- Work to complete: What this exercise needs is every entry restated as written, with no pictures.

(Image-grounded pointing data)

/---

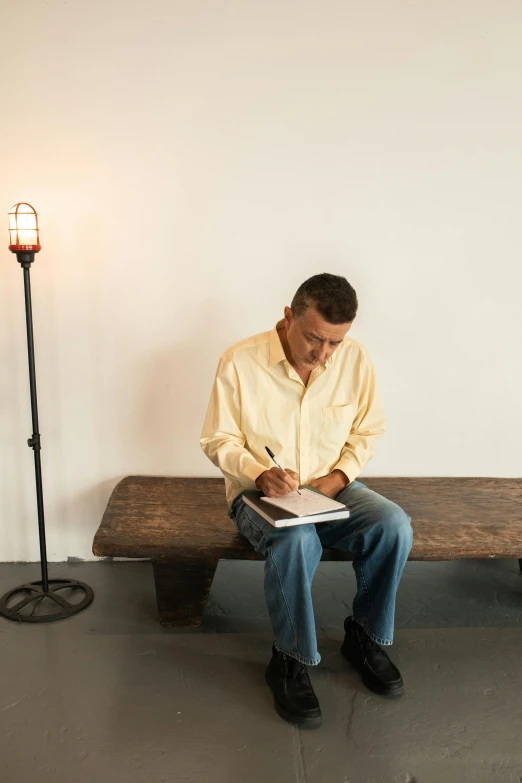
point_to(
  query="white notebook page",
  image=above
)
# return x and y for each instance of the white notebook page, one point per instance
(308, 502)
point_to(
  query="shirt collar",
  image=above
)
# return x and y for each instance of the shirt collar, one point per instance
(277, 353)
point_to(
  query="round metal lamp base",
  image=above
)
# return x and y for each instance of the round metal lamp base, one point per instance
(43, 607)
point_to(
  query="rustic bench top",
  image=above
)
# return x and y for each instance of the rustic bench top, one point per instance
(168, 518)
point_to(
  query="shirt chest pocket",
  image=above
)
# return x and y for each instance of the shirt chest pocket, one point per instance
(337, 425)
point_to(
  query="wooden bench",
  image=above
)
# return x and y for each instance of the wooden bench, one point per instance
(182, 525)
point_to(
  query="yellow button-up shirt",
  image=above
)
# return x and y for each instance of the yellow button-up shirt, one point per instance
(259, 400)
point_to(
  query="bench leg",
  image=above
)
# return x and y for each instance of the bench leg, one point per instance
(182, 589)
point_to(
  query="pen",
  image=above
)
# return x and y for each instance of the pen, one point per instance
(271, 455)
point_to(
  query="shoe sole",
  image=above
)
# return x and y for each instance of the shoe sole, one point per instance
(299, 721)
(387, 693)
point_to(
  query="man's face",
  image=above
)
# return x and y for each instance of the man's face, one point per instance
(311, 339)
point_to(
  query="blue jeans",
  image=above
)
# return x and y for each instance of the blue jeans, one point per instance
(377, 531)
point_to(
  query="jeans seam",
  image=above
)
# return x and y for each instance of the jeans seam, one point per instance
(272, 558)
(367, 592)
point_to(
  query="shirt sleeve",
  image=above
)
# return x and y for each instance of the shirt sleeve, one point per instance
(221, 438)
(367, 427)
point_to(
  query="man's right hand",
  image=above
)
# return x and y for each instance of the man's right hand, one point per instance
(275, 483)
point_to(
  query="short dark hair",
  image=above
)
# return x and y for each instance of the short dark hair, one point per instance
(332, 296)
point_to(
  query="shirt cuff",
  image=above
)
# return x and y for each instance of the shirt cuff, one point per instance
(253, 470)
(350, 469)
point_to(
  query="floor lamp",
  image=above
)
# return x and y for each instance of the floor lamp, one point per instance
(37, 602)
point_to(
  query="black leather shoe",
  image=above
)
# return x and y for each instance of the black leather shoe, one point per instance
(294, 697)
(378, 673)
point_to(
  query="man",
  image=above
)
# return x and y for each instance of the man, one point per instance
(308, 392)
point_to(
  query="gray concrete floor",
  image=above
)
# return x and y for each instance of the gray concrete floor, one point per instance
(111, 696)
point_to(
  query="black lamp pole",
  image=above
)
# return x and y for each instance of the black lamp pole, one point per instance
(22, 602)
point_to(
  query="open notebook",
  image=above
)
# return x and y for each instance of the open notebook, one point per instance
(310, 506)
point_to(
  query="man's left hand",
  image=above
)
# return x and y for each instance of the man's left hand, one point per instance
(331, 484)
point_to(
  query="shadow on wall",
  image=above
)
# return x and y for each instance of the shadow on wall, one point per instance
(175, 390)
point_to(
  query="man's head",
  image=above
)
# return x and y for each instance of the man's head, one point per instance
(319, 317)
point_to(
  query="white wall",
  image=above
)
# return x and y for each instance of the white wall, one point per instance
(192, 162)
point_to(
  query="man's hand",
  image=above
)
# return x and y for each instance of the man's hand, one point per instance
(275, 483)
(332, 484)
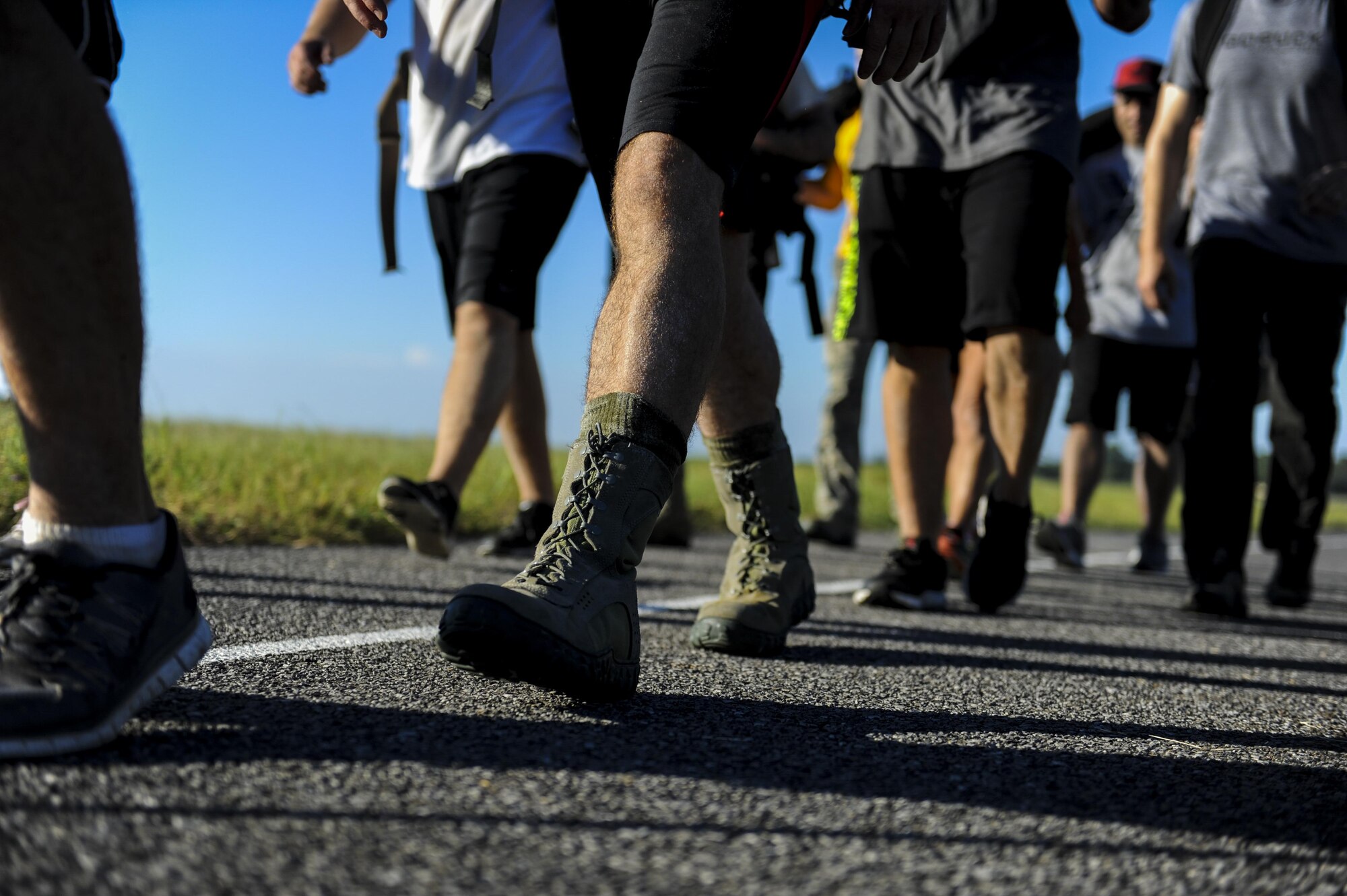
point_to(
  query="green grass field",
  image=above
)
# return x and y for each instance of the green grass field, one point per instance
(235, 485)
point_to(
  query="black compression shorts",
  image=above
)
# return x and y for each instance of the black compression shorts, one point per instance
(705, 71)
(495, 228)
(1156, 378)
(92, 30)
(948, 254)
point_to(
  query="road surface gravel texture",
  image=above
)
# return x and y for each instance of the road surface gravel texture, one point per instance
(1090, 739)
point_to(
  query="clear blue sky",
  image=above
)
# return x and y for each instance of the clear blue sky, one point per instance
(261, 238)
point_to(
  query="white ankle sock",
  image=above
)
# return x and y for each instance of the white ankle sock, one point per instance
(137, 545)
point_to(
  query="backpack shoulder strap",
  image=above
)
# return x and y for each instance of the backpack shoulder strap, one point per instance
(390, 145)
(1213, 18)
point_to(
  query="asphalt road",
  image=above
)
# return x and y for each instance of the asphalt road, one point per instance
(1092, 739)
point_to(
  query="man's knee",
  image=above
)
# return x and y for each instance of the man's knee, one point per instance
(661, 176)
(482, 323)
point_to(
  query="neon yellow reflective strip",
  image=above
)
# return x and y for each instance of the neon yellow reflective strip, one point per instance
(851, 273)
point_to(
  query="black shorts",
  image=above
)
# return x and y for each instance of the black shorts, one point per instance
(705, 71)
(92, 30)
(495, 228)
(1156, 378)
(946, 254)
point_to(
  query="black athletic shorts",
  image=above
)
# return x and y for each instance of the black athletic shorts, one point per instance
(705, 71)
(952, 254)
(1156, 378)
(495, 228)
(94, 31)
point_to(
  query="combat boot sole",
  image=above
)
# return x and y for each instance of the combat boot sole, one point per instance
(418, 522)
(486, 637)
(733, 637)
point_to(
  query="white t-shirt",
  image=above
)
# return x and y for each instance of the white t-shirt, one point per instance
(531, 112)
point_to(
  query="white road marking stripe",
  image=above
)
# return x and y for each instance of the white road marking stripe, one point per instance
(265, 649)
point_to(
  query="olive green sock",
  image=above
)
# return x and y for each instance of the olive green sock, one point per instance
(639, 420)
(747, 446)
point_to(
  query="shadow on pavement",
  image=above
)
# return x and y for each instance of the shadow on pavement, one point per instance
(856, 753)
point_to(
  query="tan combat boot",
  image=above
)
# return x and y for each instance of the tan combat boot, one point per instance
(768, 584)
(569, 621)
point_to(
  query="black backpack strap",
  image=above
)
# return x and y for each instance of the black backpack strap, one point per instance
(1213, 18)
(483, 96)
(390, 147)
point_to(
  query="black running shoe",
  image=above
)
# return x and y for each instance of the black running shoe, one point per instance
(83, 649)
(1065, 544)
(1151, 555)
(914, 578)
(996, 574)
(1292, 584)
(424, 510)
(1221, 598)
(522, 536)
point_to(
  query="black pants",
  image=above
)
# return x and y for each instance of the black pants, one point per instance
(1243, 291)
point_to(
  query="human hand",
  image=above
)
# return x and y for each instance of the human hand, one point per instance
(371, 13)
(1155, 279)
(305, 61)
(895, 38)
(1325, 193)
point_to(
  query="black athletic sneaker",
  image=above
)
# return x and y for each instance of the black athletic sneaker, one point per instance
(1291, 584)
(914, 578)
(1065, 544)
(1221, 598)
(1151, 555)
(424, 510)
(83, 649)
(996, 574)
(522, 536)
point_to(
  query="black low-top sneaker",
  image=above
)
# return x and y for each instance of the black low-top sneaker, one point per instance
(1151, 555)
(1063, 543)
(914, 578)
(1291, 584)
(1224, 596)
(522, 536)
(997, 571)
(424, 510)
(83, 649)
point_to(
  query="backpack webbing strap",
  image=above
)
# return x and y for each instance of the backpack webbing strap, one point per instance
(390, 145)
(483, 96)
(1213, 18)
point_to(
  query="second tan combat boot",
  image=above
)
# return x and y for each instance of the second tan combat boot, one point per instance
(768, 584)
(569, 621)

\---

- Finished task:
point_to(
  query="white notebook page",
  image=above
)
# return x and y for each instance of the white notebook page, one point per instance
(308, 502)
point_to(
  query="shirt collar",
  image=above
)
# return x and y for each instance of the shirt collar, one point per instance
(277, 353)
point_to(
  query="round metal lamp base",
  image=above
)
# return x and y for each instance of the round metal lamp base, one point per instance
(43, 607)
point_to(
  query="rustic bench top",
  image=above
)
# return x and y for each instance of the rustic bench top, one point per instance
(168, 518)
point_to(
  query="shirt chest pocket",
  image=above
)
# return x and y for each instance of the shirt chest pocket, one point per instance
(337, 425)
point_to(
  query="wooden bench",
  image=above
)
# return x and y for each instance of the wooden bench, one point per instance
(182, 525)
point_to(
  query="yellow button-up shirt",
  image=above
)
# return x and y for each instance of the yellow button-up shirt, one point per instance
(259, 400)
point_to(
  query="bench leg",
  image=above
)
# return x and y for each instance of the bench leg, one point per instance
(182, 589)
point_to(
  query="pen",
  image=above
)
# return x and y for each instance of the pen, one point per instance
(271, 455)
point_to(
  query="shoe sole",
  image=above
)
# return x and y for each instance of the shoe sole, one point per instance
(299, 721)
(387, 693)
point_to(
  query="man's face",
  image=above
)
# return x and y for each instance of the man's face, one point per instance
(311, 339)
point_to(
  query="blue jeans",
  image=above
)
# return x and y for each instance of the blue jeans, one point per instance
(377, 531)
point_to(
  query="jeans seam",
  image=above
)
# return x and y for each instance of the jeans seam, one point per instance
(272, 558)
(367, 592)
point_to(
  query="shirt sleeve",
  image=above
)
# return x and y for each instance of the shirt sleeve, one point per instance
(221, 438)
(367, 427)
point_to(
  query="man's right hand",
  image=above
)
# return x and y for each instance of the man's right hand, one point per instance
(275, 483)
point_to(
  query="short dark hair",
  image=above
)
# return x and y for each instance of the short dark hair, one point per instance
(332, 296)
point_to(
  query="shirt cuff",
  image=above
)
# return x and y for each instance of the shirt cuff, one point per instance
(253, 470)
(350, 469)
point_to(
  query="floor lamp",
  image=above
)
# return x and y for each instance of the floor lamp, one point per instance
(37, 602)
point_to(
  query="black leather shoe",
  image=above
)
# return x and y for each instance of the black leather shoe, one point per instance
(294, 697)
(378, 673)
point_to(
  query="man",
  image=above
)
# return x and y for each instance of the man, one point per instance
(308, 392)
point_to(
  query="gray concrete floor",
  image=above
)
# return x and y for each instance of the gray concrete floor, one point per instance
(111, 696)
point_to(
  query="black lamp pole",
  image=above
)
# return x and y for each instance of the black lamp pole, one point per instance
(22, 602)
point_to(
  query="open notebook",
  image=above
)
# return x and y for each instance of the open notebook, one point per instance
(310, 506)
point_to(
  query="man's left hand",
  image=above
)
# return x and y for each instance of the man's left hand, one point per instance
(331, 484)
point_to(
  query="shadow on wall",
  image=above
)
# return x and y for each instance of the shadow on wall, one point per instance
(175, 390)
point_to(
  query="man's head",
  image=above
)
# return x and y for each instance of the man's head, one point per instance
(319, 317)
point_to(
  query="white wall",
  image=above
)
# return x and y for each instance of the white wall, one point per instance
(192, 162)
point_to(
  query="man's hand",
  image=above
)
# return x and y for each instance of the man's hand, one point per instance
(275, 483)
(332, 484)
point_to(
  query="green grass field",
  image=above
)
# return x and y for each instance of the green grass field, one point per instance
(235, 485)
point_to(
  query="black compression shorts",
  image=above
)
# return x and y for each instance of the black compression shorts, one point per instance
(705, 71)
(495, 228)
(1156, 378)
(92, 30)
(948, 254)
point_to(
  query="road surface gravel texture",
  image=above
)
# return x and y for each instance of the road surface gravel texture, one point per instance
(1090, 739)
point_to(
  query="clear blue sky",
  image=above
)
# return x and y for each instance of the clear blue sky, one point per instance
(261, 238)
point_to(
  query="white ankle sock",
  image=above
)
# return x and y for each instance of the white ankle sock, one point per instance
(137, 545)
point_to(
  query="backpack shoulder strap",
  image=above
)
# return x and y for each instance of the backpack shoulder strap, one point per instance
(390, 145)
(1213, 18)
point_to(
  query="asphalt road",
  image=above
)
# return x and y for each instance of the asphalt road, one point per instance
(1092, 739)
point_to(
  query="man's knee",
  image=above
)
# return x and y for each instance of the man's knee, one point per instance
(661, 176)
(482, 323)
point_to(
  query="neon yellow reflective strip",
  image=above
)
# return x and y for each instance of the neon yellow reflective strip, one point per instance
(851, 273)
point_to(
  query="black shorts",
  image=above
)
# return x and y for each instance of the black shorts, one point per instance
(705, 71)
(92, 30)
(495, 228)
(1156, 378)
(946, 254)
point_to(
  query="black athletic shorts",
  image=above
)
# return x and y for each instance of the black athletic shorts, one point per instance
(705, 71)
(952, 254)
(1156, 378)
(495, 228)
(94, 31)
point_to(
  query="combat boot sole",
  image=above
)
# return x and y for each instance of the combat boot sole, one point per instance
(418, 522)
(486, 637)
(733, 637)
point_to(
  query="white t-shirt",
  image=above
)
# return x and y for each instance of the white t-shirt, one point per instance
(531, 112)
point_to(
  query="white road marking stripe",
  image=above
)
# return x and y for each instance of the white road marking stripe, one point per instance
(265, 649)
point_to(
  query="olive green sock",
  image=above
)
# return x and y for each instance of the olive green sock, one point per instance
(639, 420)
(747, 446)
point_to(
  query="shadow on pavement",
  image=above
)
# return x and y for each instance of the shadow on pavement, one point per instance
(856, 753)
point_to(
  query="tan combat boot",
  image=above
)
# return x and y for each instance of the tan combat boot, one point per instance
(768, 584)
(569, 621)
point_to(
  query="black backpack strap",
  image=above
)
# return x and y for each instance of the black backpack strap, one point per instance
(1213, 18)
(483, 96)
(390, 147)
point_to(
  query="black running shoe",
  image=above
)
# return x and y for each instance of the black running shoe, one point per instance
(83, 649)
(1065, 544)
(1151, 555)
(914, 578)
(996, 574)
(1292, 584)
(424, 510)
(1221, 598)
(522, 536)
point_to(
  query="black pants",
  image=above
)
# return x and y for each instance of the black pants, one point per instance
(1243, 291)
point_to(
  query="human hand",
  image=above
)
# return x and y for each instance of the human hand, one point per instance
(371, 13)
(1155, 279)
(305, 61)
(895, 38)
(1325, 193)
point_to(
  query="black athletic sneaker",
  image=above
)
# return x and y for each instance of the black athletic sneaker, one point per instance
(1291, 584)
(914, 578)
(1065, 544)
(1221, 598)
(1151, 555)
(424, 510)
(83, 649)
(996, 574)
(522, 536)
point_to(
  query="black low-top sneaker",
  image=above
)
# return x and y for each instance of the black low-top sneaker, one point per instance
(1151, 555)
(1063, 543)
(914, 578)
(1291, 584)
(1224, 596)
(522, 536)
(997, 571)
(424, 510)
(83, 649)
point_to(
  query="backpack webbing strap",
  image=above
)
# return x and y for each instance of the backpack webbing strap, one point per instance
(390, 145)
(483, 96)
(1213, 18)
point_to(
  query="second tan combat boot",
  image=above
)
# return x and y for each instance of the second tan combat boot, one point per instance
(768, 584)
(569, 621)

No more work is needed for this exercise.